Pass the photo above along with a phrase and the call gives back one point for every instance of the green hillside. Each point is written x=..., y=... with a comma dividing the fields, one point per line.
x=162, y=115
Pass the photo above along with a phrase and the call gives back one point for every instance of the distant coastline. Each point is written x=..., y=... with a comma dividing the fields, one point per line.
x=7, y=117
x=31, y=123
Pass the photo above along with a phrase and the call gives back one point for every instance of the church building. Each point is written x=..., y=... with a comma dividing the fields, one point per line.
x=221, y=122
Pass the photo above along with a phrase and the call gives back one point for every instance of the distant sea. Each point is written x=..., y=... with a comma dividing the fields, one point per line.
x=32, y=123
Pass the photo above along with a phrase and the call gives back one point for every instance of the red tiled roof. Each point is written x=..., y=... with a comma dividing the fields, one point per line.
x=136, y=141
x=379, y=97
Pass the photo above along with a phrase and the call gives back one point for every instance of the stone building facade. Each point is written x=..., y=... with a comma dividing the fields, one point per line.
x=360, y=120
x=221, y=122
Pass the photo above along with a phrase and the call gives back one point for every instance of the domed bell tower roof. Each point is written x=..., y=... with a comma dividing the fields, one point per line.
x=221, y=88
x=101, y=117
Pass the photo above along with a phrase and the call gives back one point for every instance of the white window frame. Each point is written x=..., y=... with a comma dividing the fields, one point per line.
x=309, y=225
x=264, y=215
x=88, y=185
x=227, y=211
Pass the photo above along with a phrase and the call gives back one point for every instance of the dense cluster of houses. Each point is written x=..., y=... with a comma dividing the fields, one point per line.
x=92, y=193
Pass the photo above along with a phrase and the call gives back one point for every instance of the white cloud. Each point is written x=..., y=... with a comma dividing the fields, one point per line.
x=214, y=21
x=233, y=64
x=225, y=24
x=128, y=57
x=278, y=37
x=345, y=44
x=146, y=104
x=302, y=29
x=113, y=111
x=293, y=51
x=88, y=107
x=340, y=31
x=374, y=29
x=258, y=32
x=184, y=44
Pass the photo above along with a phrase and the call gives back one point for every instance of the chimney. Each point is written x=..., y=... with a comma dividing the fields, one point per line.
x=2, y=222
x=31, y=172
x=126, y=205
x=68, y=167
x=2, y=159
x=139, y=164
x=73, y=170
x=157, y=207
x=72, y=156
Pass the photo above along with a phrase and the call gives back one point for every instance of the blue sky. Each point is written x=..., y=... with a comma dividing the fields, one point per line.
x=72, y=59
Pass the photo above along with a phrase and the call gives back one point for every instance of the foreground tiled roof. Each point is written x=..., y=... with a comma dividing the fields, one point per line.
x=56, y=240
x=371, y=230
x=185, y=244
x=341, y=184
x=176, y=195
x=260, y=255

- [Task goal]: The response should consist only of the lines running from the one that contains "of the foreground" through the end of the material, repeated exactly.

- [Written answer]:
Pass the photo above along with a phrase and the call gives back one point for every instance of the foreground tiled roof. Each point is written x=..., y=... with a comma dividing the fields, one point per line.
x=56, y=240
x=371, y=230
x=185, y=244
x=341, y=184
x=176, y=195
x=260, y=255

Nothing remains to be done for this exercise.